Directions for this task » Nothing but the data itself, reproduced exactly, is the expected answer.

*** Records to use ***

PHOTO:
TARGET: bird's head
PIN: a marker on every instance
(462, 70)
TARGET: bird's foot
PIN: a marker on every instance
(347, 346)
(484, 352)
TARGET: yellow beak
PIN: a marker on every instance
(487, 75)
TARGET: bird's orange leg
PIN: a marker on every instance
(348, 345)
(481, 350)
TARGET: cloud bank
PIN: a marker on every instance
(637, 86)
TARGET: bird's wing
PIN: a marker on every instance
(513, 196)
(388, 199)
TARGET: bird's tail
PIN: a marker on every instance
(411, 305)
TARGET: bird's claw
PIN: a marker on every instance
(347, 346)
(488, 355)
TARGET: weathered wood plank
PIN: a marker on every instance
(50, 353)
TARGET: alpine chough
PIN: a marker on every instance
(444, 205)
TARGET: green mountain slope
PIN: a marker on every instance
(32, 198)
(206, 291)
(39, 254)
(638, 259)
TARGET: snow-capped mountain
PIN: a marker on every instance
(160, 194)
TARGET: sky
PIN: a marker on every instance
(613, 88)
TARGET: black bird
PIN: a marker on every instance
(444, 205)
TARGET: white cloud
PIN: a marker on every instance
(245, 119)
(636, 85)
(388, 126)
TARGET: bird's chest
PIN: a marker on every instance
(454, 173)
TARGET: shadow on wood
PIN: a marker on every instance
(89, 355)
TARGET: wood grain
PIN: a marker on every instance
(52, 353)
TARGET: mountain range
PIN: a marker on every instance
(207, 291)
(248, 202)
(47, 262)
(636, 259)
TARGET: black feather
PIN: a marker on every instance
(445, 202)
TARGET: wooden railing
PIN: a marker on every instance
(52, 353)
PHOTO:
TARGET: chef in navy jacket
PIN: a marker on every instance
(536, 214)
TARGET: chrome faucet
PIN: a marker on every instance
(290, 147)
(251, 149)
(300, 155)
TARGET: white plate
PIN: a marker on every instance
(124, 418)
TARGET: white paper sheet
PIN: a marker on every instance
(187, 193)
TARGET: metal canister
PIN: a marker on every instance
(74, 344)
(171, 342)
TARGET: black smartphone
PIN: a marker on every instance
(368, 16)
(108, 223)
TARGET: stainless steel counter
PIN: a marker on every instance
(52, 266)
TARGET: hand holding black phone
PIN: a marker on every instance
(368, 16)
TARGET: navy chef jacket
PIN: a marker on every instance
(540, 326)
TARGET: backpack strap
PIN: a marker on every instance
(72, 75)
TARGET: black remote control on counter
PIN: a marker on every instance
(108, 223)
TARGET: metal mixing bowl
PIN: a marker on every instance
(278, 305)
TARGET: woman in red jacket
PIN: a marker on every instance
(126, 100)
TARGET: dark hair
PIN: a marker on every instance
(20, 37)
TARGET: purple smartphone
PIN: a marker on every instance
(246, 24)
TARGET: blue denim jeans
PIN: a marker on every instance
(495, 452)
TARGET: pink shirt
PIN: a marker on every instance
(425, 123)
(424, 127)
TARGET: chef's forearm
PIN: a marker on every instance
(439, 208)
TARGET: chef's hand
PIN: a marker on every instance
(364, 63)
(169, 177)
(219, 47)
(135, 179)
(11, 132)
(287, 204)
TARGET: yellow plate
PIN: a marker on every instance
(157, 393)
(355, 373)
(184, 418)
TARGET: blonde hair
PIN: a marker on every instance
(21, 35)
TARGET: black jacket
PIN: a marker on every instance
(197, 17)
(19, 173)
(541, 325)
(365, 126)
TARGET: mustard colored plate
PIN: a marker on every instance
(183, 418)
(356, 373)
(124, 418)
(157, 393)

*** End of Records to use ***

Expected answer »
PHOTO:
TARGET: bird's head
PIN: a marker on every instance
(462, 70)
TARGET: bird's foot
PIN: a marker on every instance
(347, 346)
(484, 352)
TARGET: yellow beak
PIN: a marker on every instance
(487, 75)
TARGET: bird's orange leg
PIN: a marker on every instance
(348, 345)
(481, 350)
TARGET: cloud bank
PIN: a marker on every instance
(637, 86)
TARGET: bird's wing
PIN: a marker on every instance
(513, 196)
(388, 199)
TARGET: bird's tail
PIN: a marker on every instance
(411, 305)
TARGET: bird's claw
PIN: a marker on every instance
(347, 346)
(488, 355)
TARGET: weathered wood plank
PIN: a marker on every instance
(50, 353)
TARGET: alpine chough
PIN: a marker on every instance
(444, 205)
TARGET: green mountain slope
PIN: a marker on every instance
(32, 198)
(206, 291)
(39, 254)
(638, 259)
TARGET: snow-capped mountain
PIN: a marker on every instance
(160, 194)
TARGET: sky
PIN: a marker on every instance
(613, 88)
TARGET: black bird
PIN: a marker on every instance
(444, 205)
TARGET: white cloud
PIN: a marker on every instance
(245, 119)
(636, 85)
(388, 126)
TARGET: bird's chest
PIN: a marker on every instance
(454, 173)
TARGET: shadow on wood
PIN: a marker on every instance
(89, 355)
TARGET: wood grain
PIN: a marker on every instance
(52, 353)
TARGET: mountain range
PIN: a marker on every instance
(207, 291)
(248, 202)
(47, 262)
(636, 259)
TARGET: black feather
PIN: a marker on every instance
(445, 202)
TARGET: wooden railing
PIN: a marker on every instance
(52, 353)
PHOTO:
TARGET: chef in navy jacket
PIN: a marker on every instance
(536, 214)
TARGET: chrome faucet
PIN: a marker on every instance
(290, 147)
(251, 149)
(300, 155)
TARGET: white plate
PIN: a marker on every instance
(124, 418)
TARGET: white paper sheet
PIN: a marker on every instance
(187, 193)
TARGET: metal canister
PIN: a marker on every instance
(74, 344)
(171, 342)
TARGET: black smartphone
PIN: a marker on every instance
(368, 16)
(108, 223)
TARGET: stainless steel counter
PIN: a marker on every instance
(52, 266)
TARGET: hand holding black phone
PIN: a marker on every instance
(368, 16)
TARGET: navy chef jacket
PIN: a marker on every instance
(540, 326)
TARGET: backpack strap
PIN: a marker on every instance
(72, 75)
TARGET: black remote control on counter
PIN: a marker on every instance
(108, 223)
TARGET: metal mixing bowl
PIN: a marker on every instance
(278, 305)
TARGET: woman in red jacket
PIN: a marker on every instance
(126, 100)
TARGET: dark hair
PIN: a marker on every instance
(20, 37)
TARGET: purple smartphone
PIN: a marker on every instance
(246, 24)
TARGET: blue denim jeans
PIN: a marker on every instance
(495, 452)
TARGET: pink shirt
PIN: a marker on every instance
(425, 123)
(424, 127)
TARGET: chef's forearm
PIN: a marker on every instance
(439, 208)
TARGET: chef's hand
PIN: a marker on every instance
(364, 63)
(169, 177)
(219, 47)
(135, 179)
(11, 132)
(287, 204)
TARGET: yellow plate
PIN: a marker on every instance
(157, 393)
(355, 373)
(184, 418)
TARGET: blonde hair
PIN: a marker on every instance
(21, 35)
TARGET: black jacket
PIN: a marker on every instance
(197, 17)
(19, 173)
(541, 325)
(365, 126)
TARGET: mustard colored plate
PIN: a marker on every instance
(183, 418)
(356, 373)
(124, 418)
(157, 393)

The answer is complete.